*WORK TO COMPLETE*
Write out every single entry exactly.

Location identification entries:
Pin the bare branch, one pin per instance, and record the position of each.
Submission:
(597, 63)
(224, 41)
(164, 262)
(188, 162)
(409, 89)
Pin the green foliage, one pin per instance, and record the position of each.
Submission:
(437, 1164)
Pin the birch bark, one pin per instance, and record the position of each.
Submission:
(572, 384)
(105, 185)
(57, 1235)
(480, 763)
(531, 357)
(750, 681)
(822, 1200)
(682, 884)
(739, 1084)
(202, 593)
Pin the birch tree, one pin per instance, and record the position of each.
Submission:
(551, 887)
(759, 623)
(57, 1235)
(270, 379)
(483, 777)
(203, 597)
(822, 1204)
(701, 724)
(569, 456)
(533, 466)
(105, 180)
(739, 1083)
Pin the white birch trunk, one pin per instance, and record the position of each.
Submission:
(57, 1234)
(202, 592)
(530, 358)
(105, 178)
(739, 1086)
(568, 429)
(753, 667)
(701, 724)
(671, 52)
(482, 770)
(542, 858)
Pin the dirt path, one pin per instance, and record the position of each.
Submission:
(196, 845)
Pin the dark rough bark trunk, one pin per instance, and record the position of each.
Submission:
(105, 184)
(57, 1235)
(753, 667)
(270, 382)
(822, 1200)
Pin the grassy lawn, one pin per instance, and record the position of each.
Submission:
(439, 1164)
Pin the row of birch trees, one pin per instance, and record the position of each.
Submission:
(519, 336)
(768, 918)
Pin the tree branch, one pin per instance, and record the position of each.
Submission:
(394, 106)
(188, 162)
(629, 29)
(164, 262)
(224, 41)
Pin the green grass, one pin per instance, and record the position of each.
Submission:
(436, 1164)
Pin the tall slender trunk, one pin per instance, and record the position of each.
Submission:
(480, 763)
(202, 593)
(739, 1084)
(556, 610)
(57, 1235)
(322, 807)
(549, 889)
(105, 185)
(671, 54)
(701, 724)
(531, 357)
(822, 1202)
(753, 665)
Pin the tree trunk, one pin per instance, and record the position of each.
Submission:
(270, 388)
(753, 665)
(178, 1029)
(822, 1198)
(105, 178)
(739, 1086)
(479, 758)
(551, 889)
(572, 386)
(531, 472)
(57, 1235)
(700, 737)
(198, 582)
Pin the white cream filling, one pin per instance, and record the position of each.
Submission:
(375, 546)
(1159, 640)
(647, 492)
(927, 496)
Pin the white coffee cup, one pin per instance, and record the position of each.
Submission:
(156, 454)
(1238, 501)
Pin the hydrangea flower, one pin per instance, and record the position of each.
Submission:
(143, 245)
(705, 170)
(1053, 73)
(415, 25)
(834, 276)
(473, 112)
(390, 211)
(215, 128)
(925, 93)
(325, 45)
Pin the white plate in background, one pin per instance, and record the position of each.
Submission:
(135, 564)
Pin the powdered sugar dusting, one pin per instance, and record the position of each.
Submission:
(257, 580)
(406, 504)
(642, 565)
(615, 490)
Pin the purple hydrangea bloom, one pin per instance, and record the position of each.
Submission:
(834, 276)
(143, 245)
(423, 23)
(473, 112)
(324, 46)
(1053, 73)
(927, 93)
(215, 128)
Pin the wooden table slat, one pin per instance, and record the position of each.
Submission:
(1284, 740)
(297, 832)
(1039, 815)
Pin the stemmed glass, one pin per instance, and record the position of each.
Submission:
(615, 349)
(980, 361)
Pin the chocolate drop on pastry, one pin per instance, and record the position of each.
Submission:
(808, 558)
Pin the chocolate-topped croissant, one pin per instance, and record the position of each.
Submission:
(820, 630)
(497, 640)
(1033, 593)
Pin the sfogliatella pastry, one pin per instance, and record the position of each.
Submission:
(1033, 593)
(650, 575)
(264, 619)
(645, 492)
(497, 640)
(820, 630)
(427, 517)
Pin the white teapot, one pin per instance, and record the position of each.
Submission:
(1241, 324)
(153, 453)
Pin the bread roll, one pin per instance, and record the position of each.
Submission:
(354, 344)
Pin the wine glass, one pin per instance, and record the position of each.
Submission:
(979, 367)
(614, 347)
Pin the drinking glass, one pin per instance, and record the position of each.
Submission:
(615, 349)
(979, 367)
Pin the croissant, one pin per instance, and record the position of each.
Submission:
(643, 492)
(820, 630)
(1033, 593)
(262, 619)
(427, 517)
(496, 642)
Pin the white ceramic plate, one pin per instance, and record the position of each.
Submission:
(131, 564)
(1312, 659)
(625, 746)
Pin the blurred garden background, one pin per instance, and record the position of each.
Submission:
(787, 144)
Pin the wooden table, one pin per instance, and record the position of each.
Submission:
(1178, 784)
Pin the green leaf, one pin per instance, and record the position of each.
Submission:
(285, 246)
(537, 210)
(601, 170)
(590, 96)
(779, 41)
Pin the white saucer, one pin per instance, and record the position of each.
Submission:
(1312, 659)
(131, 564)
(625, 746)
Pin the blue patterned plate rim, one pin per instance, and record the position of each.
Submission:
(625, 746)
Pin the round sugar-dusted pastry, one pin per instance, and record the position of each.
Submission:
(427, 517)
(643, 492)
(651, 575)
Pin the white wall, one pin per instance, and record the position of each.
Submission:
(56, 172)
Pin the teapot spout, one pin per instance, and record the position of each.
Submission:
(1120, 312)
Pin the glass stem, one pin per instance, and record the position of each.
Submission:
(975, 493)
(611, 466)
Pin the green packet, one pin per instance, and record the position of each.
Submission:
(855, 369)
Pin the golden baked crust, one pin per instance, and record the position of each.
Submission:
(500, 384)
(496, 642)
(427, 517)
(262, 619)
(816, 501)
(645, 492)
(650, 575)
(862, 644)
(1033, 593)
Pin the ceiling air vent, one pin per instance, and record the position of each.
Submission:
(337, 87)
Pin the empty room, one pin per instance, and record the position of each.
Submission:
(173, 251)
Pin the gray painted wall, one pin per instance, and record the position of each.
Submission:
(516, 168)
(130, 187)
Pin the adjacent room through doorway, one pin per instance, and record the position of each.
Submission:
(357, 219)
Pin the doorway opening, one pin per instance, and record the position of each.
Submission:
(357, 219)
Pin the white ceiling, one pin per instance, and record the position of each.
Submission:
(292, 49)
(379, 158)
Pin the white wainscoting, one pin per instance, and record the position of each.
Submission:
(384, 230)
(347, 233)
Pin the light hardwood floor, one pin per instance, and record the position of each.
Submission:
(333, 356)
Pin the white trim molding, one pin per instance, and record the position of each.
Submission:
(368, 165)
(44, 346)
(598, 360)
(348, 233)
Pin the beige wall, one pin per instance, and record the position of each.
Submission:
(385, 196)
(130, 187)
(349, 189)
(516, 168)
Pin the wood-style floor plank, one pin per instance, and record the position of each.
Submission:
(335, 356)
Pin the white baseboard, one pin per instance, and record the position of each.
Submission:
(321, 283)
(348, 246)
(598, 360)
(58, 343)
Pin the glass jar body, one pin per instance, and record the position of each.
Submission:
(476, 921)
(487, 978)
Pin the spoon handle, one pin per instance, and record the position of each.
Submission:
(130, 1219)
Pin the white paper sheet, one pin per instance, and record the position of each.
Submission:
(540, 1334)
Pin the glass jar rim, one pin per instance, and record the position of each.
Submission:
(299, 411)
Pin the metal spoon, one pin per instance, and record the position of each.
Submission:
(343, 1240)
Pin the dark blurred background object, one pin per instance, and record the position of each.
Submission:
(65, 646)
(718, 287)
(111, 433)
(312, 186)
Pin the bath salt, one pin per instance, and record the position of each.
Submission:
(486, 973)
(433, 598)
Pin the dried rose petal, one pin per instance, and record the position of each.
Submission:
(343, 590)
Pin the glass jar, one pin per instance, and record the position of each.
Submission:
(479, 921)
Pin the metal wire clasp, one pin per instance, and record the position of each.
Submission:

*ANSWER TO THIS PROBLEM*
Pin the bare branch, one pin per instance, and record the position of each.
Submission:
(597, 63)
(224, 41)
(164, 262)
(188, 162)
(409, 89)
Pin the green foliage, one pin per instance, and record the position of each.
Submission:
(437, 1164)
Pin the birch bark, one pin per instance, and record the position of each.
Submission:
(572, 384)
(105, 185)
(57, 1235)
(480, 763)
(531, 357)
(750, 681)
(822, 1200)
(682, 884)
(739, 1084)
(202, 593)
Pin the birch tree, one pin per instance, and record the position of each.
Submission:
(551, 887)
(759, 623)
(57, 1235)
(270, 379)
(483, 777)
(203, 597)
(822, 1204)
(701, 724)
(569, 456)
(533, 466)
(105, 180)
(739, 1083)
Pin the white birch trunk, one pin per instance, and record the position of each.
Submission:
(57, 1234)
(202, 592)
(530, 358)
(105, 178)
(739, 1086)
(568, 429)
(753, 667)
(701, 724)
(671, 52)
(482, 770)
(542, 858)
Pin the dirt path, one pin per instance, and record the position of each.
Submission:
(196, 845)
Pin the dark rough bark trunk, one pin per instance, and record the position of each.
Submission:
(105, 184)
(57, 1235)
(753, 667)
(270, 382)
(822, 1200)
Pin the grassy lawn, one pin per instance, and record the position of each.
Submission:
(439, 1164)
Pin the row of birch trees, one pin per instance, and record the position of each.
Submission:
(519, 336)
(768, 918)
Pin the tree branch, one pin per instance, and record the position of each.
Submission:
(394, 106)
(188, 162)
(629, 29)
(164, 262)
(224, 41)
Pin the green grass, one pin per instance, and record the position of each.
Submission:
(436, 1164)
Pin the tall slender trunk, one pin per instance, and record the position of each.
Submission:
(480, 763)
(202, 593)
(739, 1084)
(556, 610)
(57, 1235)
(322, 807)
(549, 889)
(105, 185)
(671, 54)
(701, 724)
(531, 357)
(822, 1202)
(753, 665)
Pin the tree trunk, one pin per instance, and record the position of each.
Submission:
(270, 388)
(753, 665)
(178, 1029)
(822, 1198)
(105, 178)
(739, 1086)
(479, 758)
(551, 889)
(572, 386)
(531, 472)
(57, 1235)
(700, 737)
(198, 582)
Pin the white cream filling, one pin per instance, and record the position of each.
Submission:
(375, 546)
(1159, 640)
(647, 492)
(927, 496)
Pin the white coffee cup, one pin per instance, and record the position of each.
Submission:
(156, 454)
(1238, 501)
Pin the hydrangea flower, one pin per instance, and record the position of each.
Submission:
(143, 245)
(705, 170)
(1053, 73)
(415, 25)
(834, 276)
(473, 112)
(390, 211)
(215, 128)
(925, 93)
(325, 45)
Pin the white plate in background, one pin per instance, and record the position of each.
Submission:
(135, 564)
Pin the powdered sugar dusting, one pin per instance, and record the position of each.
Submission:
(257, 580)
(406, 504)
(642, 565)
(615, 490)
Pin the purple hydrangea bloom, one pin per instance, and record the position of each.
Submission:
(834, 276)
(143, 245)
(423, 23)
(473, 112)
(324, 46)
(1053, 73)
(927, 93)
(215, 128)
Pin the wooden table slat, one pin per instance, and record the position of each.
Submission:
(1284, 740)
(297, 832)
(1039, 815)
Pin the stemmed glass, one pin per instance, and record the position of each.
Submission:
(615, 349)
(980, 361)
Pin the chocolate drop on pastry, one pin per instance, and record the position of each.
Submission:
(808, 558)
Pin the chocolate-topped croissant, one pin per instance, and record the position of each.
Submission:
(820, 630)
(497, 640)
(1033, 593)
Pin the sfogliatella pastry, one pin per instance, and record the position of each.
Submission:
(1033, 593)
(650, 575)
(264, 619)
(645, 492)
(497, 640)
(820, 630)
(427, 517)
Pin the white teapot, one pin per instance, and record the position of each.
Submission:
(1241, 324)
(153, 453)
Pin the bread roll, one pin per instance, and record the position of each.
Submission:
(354, 344)
Pin the wine glass, one pin per instance, and record the position of each.
Submission:
(979, 367)
(614, 347)
Pin the drinking glass, one pin per instance, and record the position of each.
Submission:
(615, 349)
(979, 367)
Pin the croissant, one pin per instance, and record the position of each.
Submission:
(643, 492)
(820, 630)
(1033, 593)
(262, 619)
(427, 517)
(496, 642)
Pin the white ceramic plate, one pin per instance, and record the position of each.
Submission:
(131, 564)
(1312, 659)
(625, 746)
Pin the blurred garden background, one pin per instance, and record the position of each.
Submission:
(787, 144)
Pin the wooden table, one pin per instance, and record the position of each.
Submission:
(1178, 784)
Pin the green leaf, one pin per instance, and record the position of each.
Submission:
(285, 246)
(537, 210)
(601, 170)
(590, 96)
(779, 41)
Pin the white saucer, one pin per instance, and record the position of each.
Submission:
(1312, 659)
(131, 564)
(625, 746)
Pin the blue patterned plate rim, one pin per instance, and record the position of each.
Submission:
(625, 746)
Pin the round sugar-dusted pastry, one pin per instance, and record the position of each.
Submission:
(427, 517)
(643, 492)
(651, 575)
Pin the white wall, one pin per instance, and record the position of each.
Submission:
(56, 172)
Pin the teapot spout, one pin per instance, and record the position of each.
Submission:
(1120, 312)
Pin the glass stem, one pin per instance, and record the position of each.
Submission:
(975, 493)
(611, 466)
Pin the green packet, one pin per instance, and record the position of each.
Submission:
(855, 369)
Pin the golden baked crust, one pin per instance, and record the position of each.
Submission:
(500, 384)
(496, 642)
(427, 517)
(262, 619)
(816, 501)
(645, 492)
(650, 575)
(862, 644)
(1033, 593)
Pin the ceiling air vent, one pin per instance, and record the position of each.
Submission:
(337, 87)
Pin the empty room, one pin per instance, and record the position of each.
Submission:
(173, 251)
Pin the gray painted wall, one pin per instance, and record the position of each.
Submission:
(516, 168)
(130, 187)
Pin the adjacent room through doorway, one pin per instance, and record the position of each.
Submission:
(357, 219)
Pin the doorway opening, one pin per instance, and record the position of each.
Submission:
(357, 219)
Pin the white ceiling, one pin per instance, and record the position of each.
Submission:
(292, 49)
(379, 158)
Pin the white wainscoting, one pin per instance, and record the position of each.
Submission:
(384, 230)
(347, 233)
Pin the light hardwood floor, one pin per instance, and record the position of each.
Submission:
(333, 356)
Pin the white trim molding, one pin per instance, and record the position of each.
Submission:
(368, 165)
(44, 346)
(598, 360)
(348, 233)
Pin the beige wall, one pin per instance, and record the position of each.
Submission:
(385, 196)
(130, 187)
(349, 189)
(516, 168)
Pin the wood-style floor plank, one pin per instance, and record the position of each.
Submission:
(335, 356)
Pin the white baseboard, one pin per instance, and record the position of each.
Submission:
(321, 283)
(348, 246)
(598, 360)
(58, 343)
Pin the glass jar body, one pin per instance, and record the position of each.
Submission:
(476, 921)
(487, 978)
Pin the spoon handle, one pin per instance, and record the position of each.
Submission:
(130, 1219)
Pin the white paper sheet, one pin per instance, and record the position of each.
Submission:
(540, 1334)
Pin the glass jar rim, one pin per instance, and record the position of each.
Submission:
(299, 411)
Pin the metal spoon, one pin per instance, and record the position of each.
Submission:
(343, 1240)
Pin the dark blurred background object, one pin per instance, and record the position of each.
Submission:
(65, 646)
(718, 287)
(111, 433)
(312, 186)
Pin the bath salt, one pin per instance, and record the position of each.
Submission:
(486, 973)
(433, 598)
Pin the dried rose petal, one pin per instance, and record the position of each.
Submission:
(343, 590)
Pin the glass jar, one pin per instance, and record the position of each.
Submission:
(479, 921)
Pin the metal wire clasp, one pin per instance, and record the position of each.
Submission:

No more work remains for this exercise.